* **DATASET ROWS**

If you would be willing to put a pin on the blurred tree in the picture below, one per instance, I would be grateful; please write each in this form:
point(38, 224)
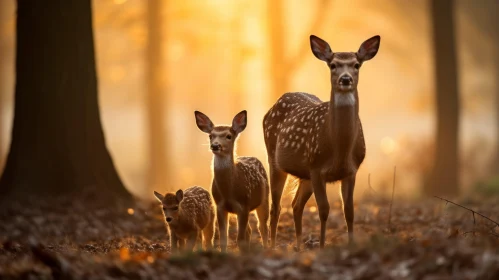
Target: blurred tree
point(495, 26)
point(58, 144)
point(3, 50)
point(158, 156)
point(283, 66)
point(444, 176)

* * *

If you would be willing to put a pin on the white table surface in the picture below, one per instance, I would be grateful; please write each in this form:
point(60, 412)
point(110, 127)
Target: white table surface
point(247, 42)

* **TO BE DONE**
Copy out the rows from the line with "on the blurred" to the line with "point(444, 176)", putting "marker" in place of "pin" and leaving the rest unchanged. Omit the pictures.

* **FINISHED TASK**
If you would be willing to put a marker on the blurred tree in the picture below, one per instance, I would be grateful; please write each in this form:
point(38, 224)
Target: blurred tree
point(495, 26)
point(58, 144)
point(3, 50)
point(158, 156)
point(283, 66)
point(444, 176)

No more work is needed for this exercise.